---------- Text segment
If the setting is too high, it may cause speech distortion. If the setting is too low, it is unable to update BF filters so the previous filters will be used for spatial filtering. Please be careful to use this parameter. This parameter must be referred to the actual recording volume of microphones. If the volume is too low and this parameter is set to a large value, the frame will be treated as noise. The value range is [-80, 0], the recommend value is -20, and the step size is 1.

1.2.2. Diagonal loading¶

By adding a diagonal loading to the diagonal elements of the matrix for regularization, it can be ensured that the inverse matrix must exist and hence improve the robustness of Beamforming. Please be careful to use this parameter. If the setting is too high, it will cause Beamforming result not good enough. If the setting is too low, it will cause speech distortion. The value range is [100, 1], the recommend value is 10, and the step size is 1.

1.3. Note¶

1.3.1. Implementation¶

In order to facilitate debugging and confirm the effect of the algorithm, the user application needs to implement replacement algorithm parameter and grab audio data.

1.3.2. Cooperation¶

With the help of Audio Process Chain, Beamforming will have better signal enhancement and interference suppression effect.

1.3.3. Correspondence¶

Different channel numbers will correspond to different reference libraries. The user needs to confirm whether to use the correct number of channels and the corresponding reference library.

2. SPECIFICATION¶

The number of microphones must be at least two or more.
The microphones should be the same type.
The microphones gain should be the same.
For best performance, background environment should be quiet.
If you are using audio files as the sound source , you should make sure that there is no signal clipping in audio files, see Figure 1.

Figure 1: Audio example of clipping

3. Coordinate system of Microphone Array¶

3.1. Multichannel Microphone array¶

Compared to the system consisting of a dual microphone array, multichannel microphone array system is capable of reaching better spatial selectivity at a specific angle because it has better bandwidth resolution and more microphone weights could be controlled. We denotes the specific angle (the angle we want to improve) microphone_doa that represents the direction of sound. There are two main types of multichannel array system used in practice, one is the uniform linear array, and the other is uniform circular array.

3.1.1. Uniform Linear Array¶

Uniform linear array is a straight line array that is spaced evenly. Because of its DOA symmetry, we only consider the microphone_doa locates at the upper plane (from -90 degree to 90 degree). Figure 2 illustrates the uniform linear array and its coordinate system. The microphone_doa is defined as the angle between the array center and the x-axis where counterclockwise is positive. We recommend the distance of adjacent microphones should be bigger than 5cm or 6cm.
--------------------
---------- Data lines
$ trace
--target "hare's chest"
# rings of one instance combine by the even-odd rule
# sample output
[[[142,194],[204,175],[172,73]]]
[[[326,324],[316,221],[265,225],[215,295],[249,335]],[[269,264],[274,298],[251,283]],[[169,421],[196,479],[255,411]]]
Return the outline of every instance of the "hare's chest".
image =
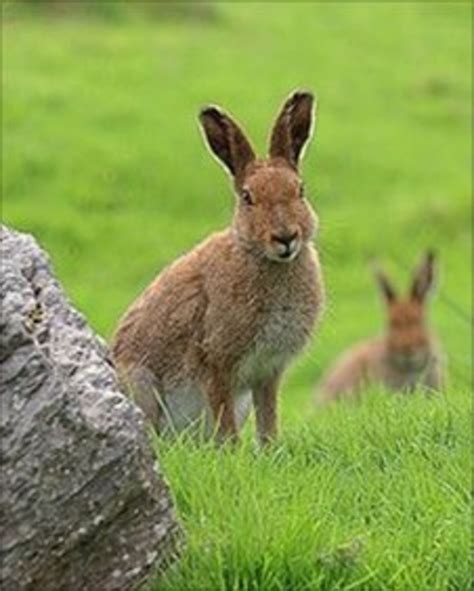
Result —
[[[240,361],[239,383],[251,387],[282,370],[306,344],[313,322],[309,310],[302,313],[289,304],[274,304],[264,310]]]

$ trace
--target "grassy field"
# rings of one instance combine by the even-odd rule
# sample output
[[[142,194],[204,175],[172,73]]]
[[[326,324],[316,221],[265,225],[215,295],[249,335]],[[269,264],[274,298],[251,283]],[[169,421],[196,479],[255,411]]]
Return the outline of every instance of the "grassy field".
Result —
[[[274,450],[256,452],[252,425],[237,451],[157,444],[188,533],[163,588],[468,589],[471,5],[100,6],[4,3],[2,164],[4,220],[37,236],[105,337],[157,271],[229,221],[198,109],[223,105],[263,152],[290,90],[319,97],[303,173],[325,319],[284,383]],[[402,286],[428,246],[444,395],[373,391],[316,412],[324,368],[381,329],[369,257]]]

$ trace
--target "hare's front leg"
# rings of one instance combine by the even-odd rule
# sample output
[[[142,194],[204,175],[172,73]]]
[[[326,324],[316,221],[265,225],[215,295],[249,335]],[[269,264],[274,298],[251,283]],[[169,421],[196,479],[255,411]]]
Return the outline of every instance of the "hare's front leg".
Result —
[[[234,414],[234,400],[231,384],[221,375],[213,375],[207,380],[205,391],[217,426],[219,442],[238,440],[237,424]]]
[[[266,445],[277,435],[277,394],[280,375],[260,383],[252,390],[257,432],[260,443]]]

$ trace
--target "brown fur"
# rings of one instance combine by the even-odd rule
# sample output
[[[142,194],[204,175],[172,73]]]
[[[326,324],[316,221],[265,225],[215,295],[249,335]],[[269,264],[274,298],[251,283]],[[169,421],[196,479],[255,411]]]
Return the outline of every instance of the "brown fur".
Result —
[[[233,222],[153,281],[112,346],[157,430],[180,430],[204,413],[208,432],[236,439],[253,400],[261,441],[276,435],[278,383],[323,305],[316,217],[297,172],[312,104],[309,93],[288,99],[261,160],[228,115],[201,112],[210,149],[234,179]]]
[[[426,326],[425,298],[433,282],[434,257],[428,253],[416,270],[408,297],[399,298],[384,273],[376,277],[388,306],[384,336],[346,351],[318,387],[318,402],[357,395],[369,383],[412,391],[418,384],[432,390],[443,385],[440,348]]]

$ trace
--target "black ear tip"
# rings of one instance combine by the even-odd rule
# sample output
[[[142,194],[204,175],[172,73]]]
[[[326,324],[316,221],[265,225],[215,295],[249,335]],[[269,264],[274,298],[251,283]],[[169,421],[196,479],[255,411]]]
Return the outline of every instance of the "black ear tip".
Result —
[[[207,107],[203,107],[199,111],[199,120],[201,122],[204,122],[205,119],[208,118],[214,119],[214,121],[219,121],[222,119],[222,117],[222,111],[219,109],[219,107],[216,107],[215,105],[208,105]]]
[[[297,103],[301,101],[314,102],[314,94],[309,90],[298,88],[291,93],[291,102]]]

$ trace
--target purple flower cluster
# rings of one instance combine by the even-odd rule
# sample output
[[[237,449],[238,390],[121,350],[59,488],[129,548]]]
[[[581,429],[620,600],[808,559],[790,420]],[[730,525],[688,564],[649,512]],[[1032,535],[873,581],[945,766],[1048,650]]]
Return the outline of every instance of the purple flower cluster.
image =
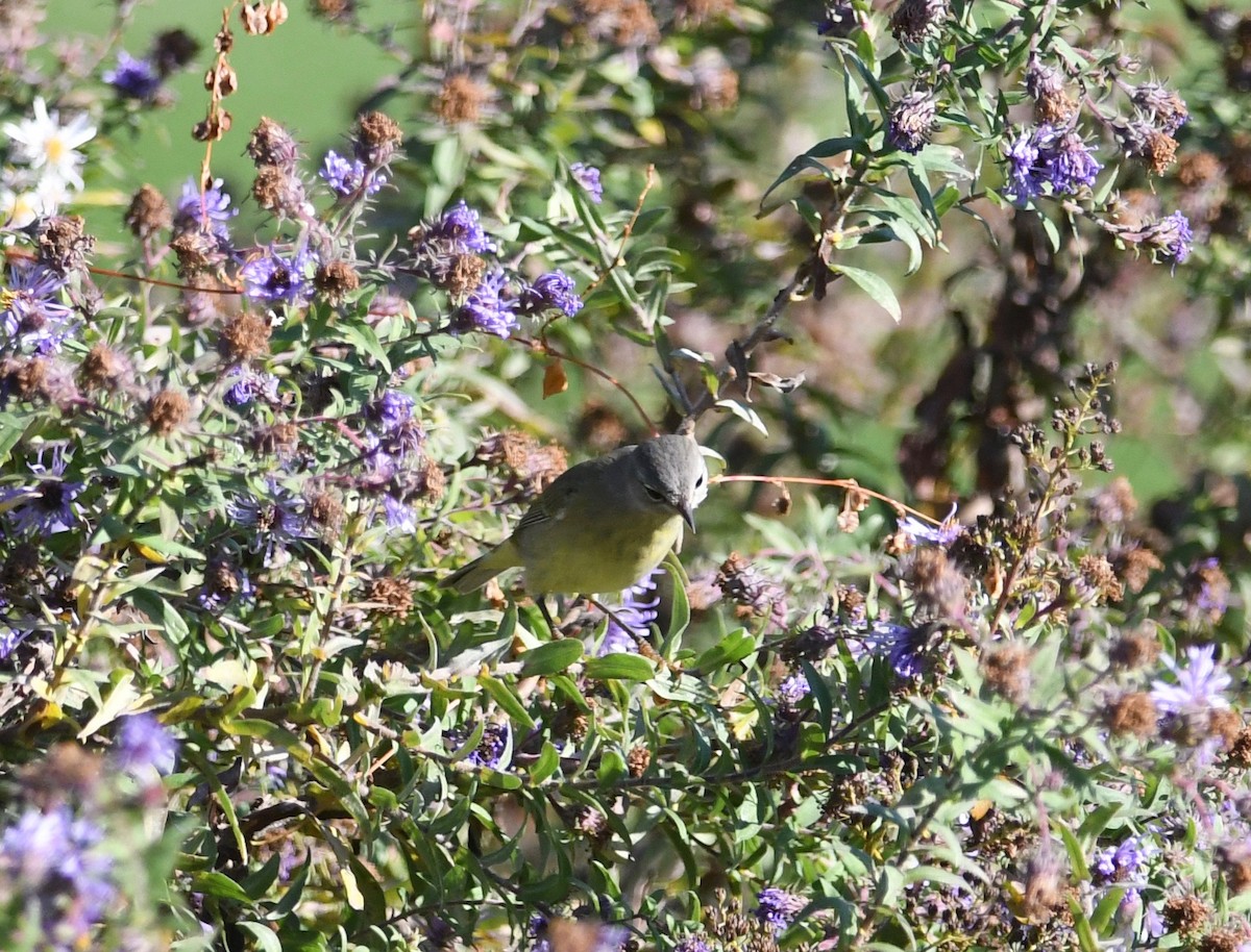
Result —
[[[221,186],[223,181],[214,179],[200,195],[195,179],[188,179],[174,209],[174,231],[204,230],[229,244],[230,231],[226,225],[239,214],[239,209],[230,207],[230,196]]]
[[[236,525],[255,530],[251,550],[264,552],[266,566],[273,566],[291,542],[311,535],[303,500],[274,480],[264,495],[236,497],[226,505],[226,513]]]
[[[78,520],[76,500],[86,483],[65,478],[69,459],[64,446],[54,446],[51,457],[46,466],[40,451],[29,465],[34,485],[0,490],[0,507],[8,510],[9,523],[19,533],[49,536],[64,532]]]
[[[1095,857],[1095,872],[1100,882],[1125,882],[1132,880],[1153,851],[1145,848],[1137,837],[1130,837],[1120,846],[1100,850]]]
[[[493,255],[497,250],[495,242],[483,231],[478,212],[465,205],[464,199],[427,226],[423,240],[443,246],[440,250],[445,254]]]
[[[778,685],[777,698],[782,703],[794,707],[811,693],[812,686],[804,675],[791,675]]]
[[[574,162],[569,166],[569,174],[595,205],[604,200],[604,186],[599,181],[599,170],[595,166],[587,165],[585,162]]]
[[[448,735],[448,746],[460,747],[472,733],[472,731],[453,731]],[[507,723],[488,723],[482,730],[478,746],[464,757],[464,763],[484,770],[498,770],[510,745],[512,736]]]
[[[600,656],[638,651],[638,640],[646,638],[652,631],[657,608],[661,607],[656,580],[657,573],[663,571],[657,568],[626,590],[620,606],[608,616],[608,628],[599,645]]]
[[[1017,202],[1047,192],[1075,195],[1093,186],[1103,167],[1075,130],[1052,125],[1022,130],[1005,147],[1003,157],[1003,194]]]
[[[756,897],[756,917],[773,927],[774,932],[781,932],[803,911],[808,901],[803,896],[779,890],[771,886],[761,890]]]
[[[273,245],[239,269],[244,294],[261,301],[301,304],[313,292],[317,255],[308,249],[280,252]]]
[[[517,306],[517,299],[508,294],[508,275],[495,270],[469,292],[454,325],[459,331],[474,330],[507,337],[518,325]]]
[[[266,402],[278,400],[278,377],[273,374],[261,374],[250,367],[234,367],[226,375],[225,400],[226,406],[243,407],[251,404],[258,397]]]
[[[539,275],[534,284],[524,285],[518,299],[522,314],[554,310],[573,317],[582,310],[582,299],[574,291],[573,279],[560,270]]]
[[[902,678],[917,678],[926,670],[924,648],[929,643],[929,631],[924,626],[909,627],[893,621],[873,622],[869,643],[884,650],[894,673]]]
[[[118,731],[114,756],[118,765],[130,773],[169,773],[178,757],[178,741],[154,715],[131,715]]]
[[[68,807],[30,808],[0,835],[0,878],[20,897],[19,907],[38,913],[40,948],[90,946],[91,927],[116,893],[113,861],[98,848],[103,840],[95,823]]]
[[[1170,657],[1162,661],[1176,683],[1158,678],[1151,683],[1151,700],[1157,711],[1185,717],[1228,708],[1225,690],[1232,678],[1217,663],[1215,645],[1191,645],[1186,648],[1186,667],[1180,667]]]
[[[956,503],[951,503],[951,511],[937,526],[923,522],[916,516],[904,516],[899,521],[899,532],[904,535],[912,545],[917,542],[929,542],[946,548],[965,532],[965,527],[956,520]]]
[[[43,265],[14,262],[0,289],[0,350],[53,354],[74,332],[74,311],[56,300],[65,279]]]
[[[359,159],[347,159],[333,149],[325,154],[318,175],[330,186],[330,191],[342,199],[359,191],[374,195],[387,184],[387,176],[383,172],[369,171]]]
[[[148,101],[160,89],[161,75],[155,64],[119,50],[116,69],[105,72],[103,79],[125,99]]]

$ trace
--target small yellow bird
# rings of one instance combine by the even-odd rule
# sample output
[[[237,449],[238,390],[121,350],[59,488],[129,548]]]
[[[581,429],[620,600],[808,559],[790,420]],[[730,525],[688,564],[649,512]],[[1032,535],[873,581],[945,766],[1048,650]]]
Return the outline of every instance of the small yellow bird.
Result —
[[[708,467],[689,436],[623,446],[560,474],[512,536],[439,585],[470,592],[522,566],[530,595],[619,592],[681,546],[707,495]]]

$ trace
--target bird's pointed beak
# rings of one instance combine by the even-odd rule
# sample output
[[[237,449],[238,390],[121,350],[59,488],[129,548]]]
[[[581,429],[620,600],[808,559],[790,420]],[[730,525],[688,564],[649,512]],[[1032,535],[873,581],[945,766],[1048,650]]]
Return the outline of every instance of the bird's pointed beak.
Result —
[[[691,526],[691,531],[696,531],[696,513],[692,511],[689,502],[683,500],[678,503],[678,512],[682,513],[682,521]]]

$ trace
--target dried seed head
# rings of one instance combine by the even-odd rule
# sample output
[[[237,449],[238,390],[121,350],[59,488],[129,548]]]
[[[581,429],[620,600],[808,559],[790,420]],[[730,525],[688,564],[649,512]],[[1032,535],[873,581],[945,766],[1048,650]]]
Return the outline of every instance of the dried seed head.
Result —
[[[329,490],[319,490],[308,497],[308,515],[323,535],[334,535],[343,526],[347,511],[343,500]]]
[[[221,242],[215,235],[205,231],[184,231],[170,241],[169,246],[178,259],[180,277],[195,277],[216,269],[226,260]]]
[[[1038,60],[1031,60],[1025,87],[1033,99],[1041,122],[1065,125],[1077,112],[1077,101],[1065,89],[1063,74]]]
[[[1251,767],[1251,727],[1243,725],[1225,753],[1228,763],[1241,770]]]
[[[1025,645],[1010,642],[982,657],[986,686],[1012,703],[1023,705],[1030,696],[1030,661],[1033,655]]]
[[[1155,702],[1145,691],[1123,693],[1103,710],[1103,723],[1112,733],[1133,735],[1142,740],[1156,733],[1158,720]]]
[[[717,47],[696,54],[691,80],[692,109],[724,112],[738,105],[738,74]]]
[[[54,215],[39,222],[35,232],[36,255],[41,265],[59,275],[86,269],[86,256],[95,247],[95,236],[85,231],[80,215]]]
[[[104,773],[104,758],[78,743],[63,741],[48,757],[19,771],[21,786],[43,810],[89,800]]]
[[[428,456],[424,457],[415,476],[415,485],[413,486],[415,496],[430,503],[437,503],[443,498],[443,493],[448,488],[448,477],[439,464]]]
[[[314,16],[335,22],[355,16],[357,2],[355,0],[309,0],[309,10]]]
[[[965,617],[968,582],[942,548],[918,548],[908,563],[907,577],[918,621]]]
[[[150,241],[156,232],[174,224],[174,211],[160,191],[151,185],[141,185],[131,196],[123,221],[136,239]]]
[[[731,552],[717,571],[717,587],[722,595],[738,606],[739,617],[786,616],[786,592],[782,586],[767,578],[756,566],[738,552]]]
[[[1125,586],[1116,577],[1112,563],[1102,555],[1083,555],[1077,570],[1097,601],[1118,602],[1125,596]]]
[[[1246,926],[1241,928],[1236,926],[1213,928],[1198,941],[1195,948],[1196,952],[1241,952],[1241,950],[1246,948],[1243,943],[1247,937],[1248,930]]]
[[[318,265],[313,274],[313,287],[332,306],[343,304],[344,299],[360,287],[360,275],[347,261],[330,261]]]
[[[258,427],[250,442],[258,456],[291,456],[300,445],[300,427],[290,421]]]
[[[151,60],[161,77],[183,69],[200,51],[200,44],[185,30],[165,30],[153,40]]]
[[[1212,710],[1207,712],[1207,730],[1212,737],[1221,738],[1225,750],[1233,750],[1242,733],[1242,715],[1237,711]]]
[[[1151,573],[1165,567],[1150,548],[1136,546],[1116,557],[1116,573],[1131,592],[1141,592],[1151,580]]]
[[[487,261],[478,255],[453,255],[443,282],[454,297],[465,297],[487,274]]]
[[[434,115],[449,126],[458,122],[477,122],[489,95],[490,90],[469,74],[454,72],[443,80],[439,95],[434,100]]]
[[[269,352],[271,331],[269,321],[250,311],[241,311],[223,325],[218,352],[231,364],[246,364]]]
[[[300,157],[300,149],[291,134],[268,116],[261,116],[260,122],[251,130],[246,152],[258,169],[274,165],[288,174],[295,170]]]
[[[377,602],[372,611],[393,618],[407,618],[413,607],[413,586],[402,578],[384,576],[369,583],[369,601]]]
[[[1031,857],[1025,872],[1021,911],[1030,922],[1047,922],[1063,903],[1063,878],[1060,862],[1050,852]]]
[[[626,755],[626,766],[632,777],[642,777],[652,765],[652,751],[646,743],[636,743]]]
[[[308,204],[304,182],[276,165],[261,165],[256,169],[256,177],[251,182],[251,197],[265,211],[291,219],[299,217]]]
[[[901,0],[891,14],[891,32],[899,42],[917,42],[942,26],[948,0]]]
[[[45,396],[44,387],[48,384],[49,361],[43,357],[6,357],[0,364],[0,380],[5,389],[11,389],[19,399],[33,401]]]
[[[191,401],[181,390],[166,387],[148,401],[148,429],[156,436],[169,436],[191,416]]]
[[[367,112],[357,120],[353,146],[357,157],[365,165],[385,165],[403,141],[404,131],[385,112]]]
[[[1126,671],[1153,665],[1160,657],[1160,642],[1143,633],[1122,635],[1108,651],[1111,662]]]
[[[79,380],[90,390],[106,390],[110,394],[134,379],[135,370],[130,360],[108,344],[96,344],[88,351],[79,366]]]
[[[569,459],[555,444],[540,445],[529,434],[505,430],[479,444],[477,459],[488,466],[503,466],[510,488],[538,495],[569,469]]]
[[[1208,916],[1207,906],[1193,893],[1168,897],[1165,900],[1162,912],[1168,931],[1177,932],[1183,937],[1192,936],[1203,928]]]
--------------------
Jobs
1: Answer these from the beamforming text:
(a) What is the recommended value for diagonal loading?
(b) At minimum, how many microphones are required?
(c) For a uniform linear array, what distance between adjacent microphones is recommended?
2: Go on with the beamforming text, starting after its final sentence about microphone spacing in a uniform linear array.

Final answers
1:
(a) 10
(b) At least two
(c) Bigger than 5cm or 6cm

2:
Figure 2: Uniform linear array and its coordinate system

3.1.2. Uniform Circular Array¶

Uniform circular array is a circular array that the angle between adjacent microphones and array center are the same. Because of its DOA asymmetry, we consider the microphone_doa locates at the whole plane (from -90 degree to 270 degree). Figure 3 illustrates the uniform circular array and its coordinate system. The microphone_doa is defined as the angle between the array center and the x-axis where counterclockwise is positive. The distance is the diameter of the circle. We recommend the distance should be bigger than 6cm.

Figure 3: Uniform circular array and its coordinate system

4. API Reference¶

4.1. API List¶

API name	Features
IaaBf_GetBufferSize	Get the memory size required for Bf algorithm running
IaaBf_Init	Initialize Bf algorithm
IaaBf_SetConfig	Configure Bf algorithm
IaaBf_GetConfig	Get the current configuration parameter information of the Bf algorithm
IaaBf_SetShape	Assign the array shape of BF.
IaaBf_Run	Bf algorithm processing
IaaBf_Reset	Reinitialize Bf algorithm
IaaBf_Free	Release Bf algorithm resources
IaaBf_SetArbitraryShape	Assign the arbitrary array geometry for BF by user.
IaaBf_GetArrayPosition	Obtain the mic array position from BF.
IaaBf_DynamicLoading	Assign the frequency band and corresponding intensity of diagonal loading.
IaaBf_SetMode	Assign the mode of BF.
IaaBf_SetAdaptiveIntensity	Assign the adaptive intensity for BF mode0, mode 3 or mode4.
IaaBf_SetCallbackFunction	Ikayaki chip authorization and licence checking for BF algorithm
IaaBf_GetAPIVersion	Return current BF API version
IaaBf_SetPfFlow	Assign where to apply the post filter for BF
IaaBf_SetCalibration	Calibrate the volume difference between microphones

4.2. IaaBf_GetBufferSize¶

Features

Get the memory size required for Bf algorithm running.

Syntax

unsigned int IaaBf_GetBufferSize(void);

Return value

Return value is the memory size required for Bf algorithm running.
Dependency
- Header: AudioBfProcess.h
- Library: libBF_2MIC_LINUX.so/ libBF_2MIC_LINUX.a/libBF_4MIC_LINUX.so/libBF_4MIC_LINUX.a
Note

The interface only returns the required memory size, and the application and release of memory need to be processed by the application.
Example

Please refer to IaaBf_Run example.

4.3. IaaBf_Init¶

Features

Initialize the Bf algorithm.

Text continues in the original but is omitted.